Photo-based referring expression data
....................

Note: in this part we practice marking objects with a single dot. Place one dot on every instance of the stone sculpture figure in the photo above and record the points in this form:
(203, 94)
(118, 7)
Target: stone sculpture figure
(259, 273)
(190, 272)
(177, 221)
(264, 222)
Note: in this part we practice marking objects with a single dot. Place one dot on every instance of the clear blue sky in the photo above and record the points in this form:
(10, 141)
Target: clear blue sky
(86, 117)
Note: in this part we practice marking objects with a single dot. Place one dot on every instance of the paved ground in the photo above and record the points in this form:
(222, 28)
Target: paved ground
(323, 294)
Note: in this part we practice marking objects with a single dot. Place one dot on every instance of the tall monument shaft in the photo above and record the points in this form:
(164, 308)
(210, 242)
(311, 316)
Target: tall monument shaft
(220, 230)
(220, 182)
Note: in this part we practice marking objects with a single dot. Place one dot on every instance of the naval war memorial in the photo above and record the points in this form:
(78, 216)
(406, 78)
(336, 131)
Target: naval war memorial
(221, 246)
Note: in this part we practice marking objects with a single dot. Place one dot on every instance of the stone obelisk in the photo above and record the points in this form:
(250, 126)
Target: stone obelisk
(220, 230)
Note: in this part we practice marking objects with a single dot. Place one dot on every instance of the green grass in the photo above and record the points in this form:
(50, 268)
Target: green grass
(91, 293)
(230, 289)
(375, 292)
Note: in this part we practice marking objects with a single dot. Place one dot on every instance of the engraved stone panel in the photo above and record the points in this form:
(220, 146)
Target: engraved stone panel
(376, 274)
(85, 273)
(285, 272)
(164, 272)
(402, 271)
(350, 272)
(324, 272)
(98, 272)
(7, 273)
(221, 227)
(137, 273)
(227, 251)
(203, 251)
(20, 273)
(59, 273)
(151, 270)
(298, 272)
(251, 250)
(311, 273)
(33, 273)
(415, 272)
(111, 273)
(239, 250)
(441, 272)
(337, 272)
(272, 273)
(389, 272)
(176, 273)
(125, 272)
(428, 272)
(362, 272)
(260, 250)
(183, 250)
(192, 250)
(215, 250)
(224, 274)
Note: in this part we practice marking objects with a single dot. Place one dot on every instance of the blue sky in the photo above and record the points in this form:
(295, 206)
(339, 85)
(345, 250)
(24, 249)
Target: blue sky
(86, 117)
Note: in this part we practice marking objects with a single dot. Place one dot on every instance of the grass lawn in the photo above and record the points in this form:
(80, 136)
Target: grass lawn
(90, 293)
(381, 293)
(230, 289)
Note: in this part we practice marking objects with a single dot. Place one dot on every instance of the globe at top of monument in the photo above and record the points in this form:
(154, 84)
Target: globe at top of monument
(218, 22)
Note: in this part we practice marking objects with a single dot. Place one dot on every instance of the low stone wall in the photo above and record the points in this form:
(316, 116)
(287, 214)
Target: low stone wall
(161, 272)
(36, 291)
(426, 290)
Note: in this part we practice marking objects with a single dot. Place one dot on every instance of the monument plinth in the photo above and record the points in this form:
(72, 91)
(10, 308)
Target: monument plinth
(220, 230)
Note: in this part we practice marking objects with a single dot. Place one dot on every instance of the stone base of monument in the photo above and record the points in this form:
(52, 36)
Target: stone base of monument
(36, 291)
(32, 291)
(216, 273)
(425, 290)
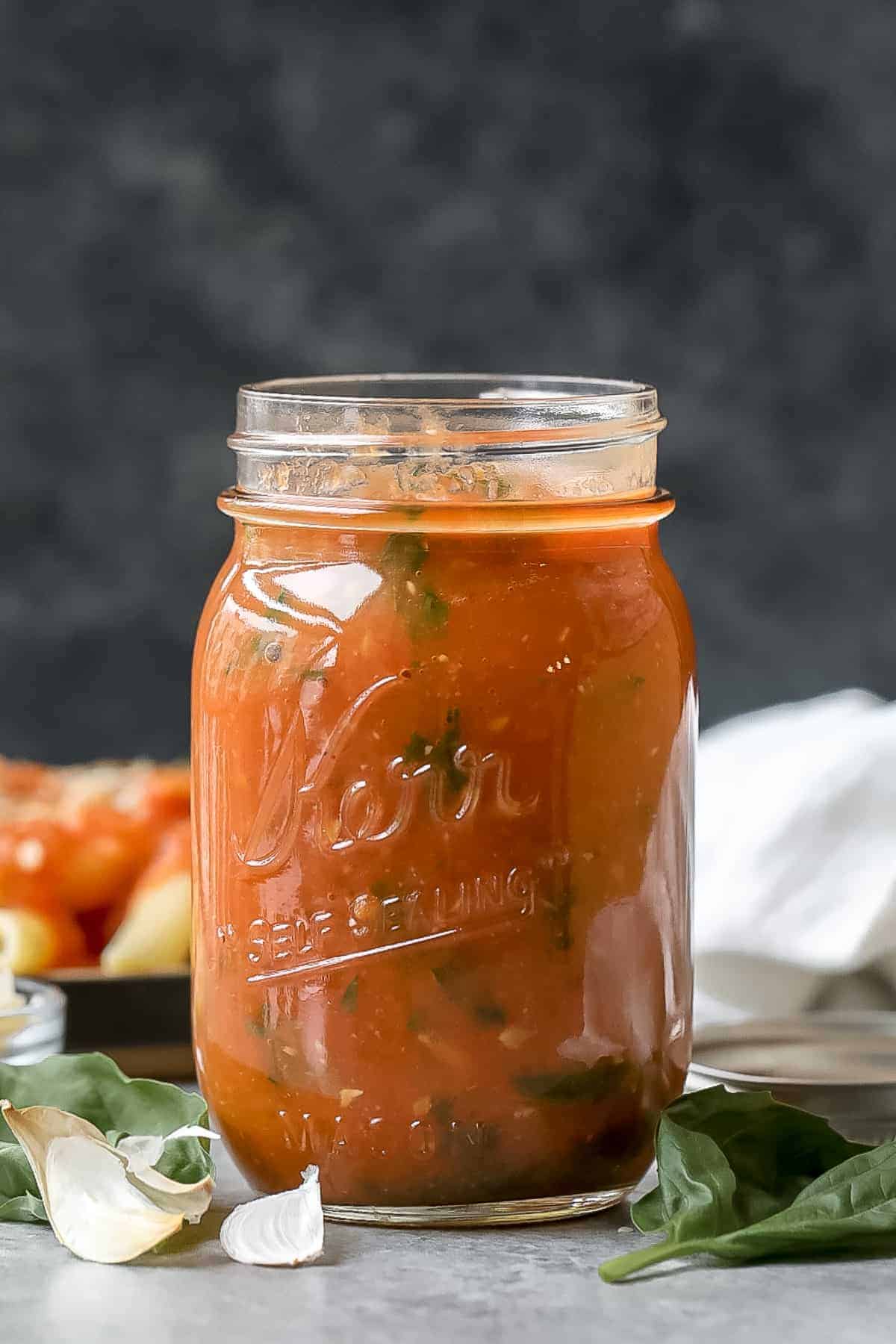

....................

What you need to do: Your reply must reproduce all of the entries exactly and contain no pictures.

Solved problem:
Note: in this part we practice marking objects with a single dot. Place one dot on every instance of the stone sculpture figure in the photo above and record the points in this form:
(203, 94)
(118, 7)
Target: stone sculpture figure
(259, 273)
(190, 272)
(177, 221)
(264, 222)
Note: in this part we practice marking objects with a single dot. Place one dot on every instance of the clear blue sky in the photo above and record the points in this form:
(10, 141)
Target: clear blue sky
(86, 117)
Note: in this part we practice marking objects with a single dot. Place one dot on every instance of the paved ground in the photo above and record the points in this form:
(222, 28)
Target: paved ground
(323, 294)
Note: in this part we practice marking objects with a single dot. Place one dot on every instance of the tall monument shaft in the photo above and record the points in this form:
(164, 308)
(210, 242)
(311, 316)
Target: tall monument shaft
(220, 230)
(220, 182)
Note: in this part we practice marking objects with a single dot. Place one dot on every instance of the naval war memorial in the photo above and record the points in this form:
(78, 216)
(406, 78)
(336, 131)
Target: naval war memorial
(221, 246)
Note: in this part we practice marking objects with a single dot. Place one dot on every instance of the stone obelisk in the photo above and record the points in this form:
(250, 126)
Target: stone obelisk
(220, 230)
Note: in this part we practice marking objects with a single dot. Place one dot on every instance of the green grass in the photo above and record the points in this form:
(50, 268)
Target: green grass
(91, 293)
(230, 289)
(375, 292)
Note: in this part we practice marking objects with a single dot. Place one dot on every instance of the engraved stone panel in the photo above and record the points in this form:
(220, 146)
Target: engraved stone panel
(376, 274)
(85, 273)
(285, 272)
(164, 272)
(402, 271)
(350, 272)
(324, 272)
(98, 272)
(7, 273)
(221, 227)
(137, 273)
(227, 251)
(203, 251)
(20, 273)
(59, 273)
(151, 270)
(298, 272)
(251, 250)
(311, 273)
(33, 273)
(415, 272)
(111, 273)
(239, 250)
(441, 272)
(337, 272)
(272, 273)
(389, 272)
(176, 273)
(125, 272)
(428, 272)
(362, 272)
(260, 250)
(183, 250)
(192, 250)
(215, 250)
(224, 274)
Note: in this part we practice marking objects with a single dot. Place one dot on every instance of the blue sky in the photo above and record the points in this form:
(295, 206)
(339, 85)
(345, 250)
(24, 249)
Target: blue sky
(86, 117)
Note: in this part we practice marking objects with a single dot. Place one dot on every instance of the grass lawn in the photo above and record the points in this form:
(80, 136)
Target: grass lawn
(90, 293)
(381, 293)
(230, 289)
Note: in this part we practice marking objects with a single dot. Place one dot on every instance of the globe at top of monument in the photo above and record the points in this form:
(154, 84)
Target: globe at top of monument
(218, 22)
Note: in this part we practice marking objects with a single dot. Place one dot on every instance of the low stone wall in the photo above and record the points in this form:
(316, 116)
(287, 214)
Target: low stone wall
(161, 272)
(36, 291)
(426, 290)
Note: in this part we practice marking objects with a single dot. Place one dot on every instance of the monument plinth in the photo above and record the points in this form:
(72, 91)
(10, 308)
Target: monument plinth
(220, 230)
Note: in this part we practice marking objects with a single dot. Place one dot on every instance of the stone base of monument in the photo above and record the points in this form:
(52, 36)
Target: stone base of monument
(36, 291)
(32, 291)
(216, 273)
(425, 290)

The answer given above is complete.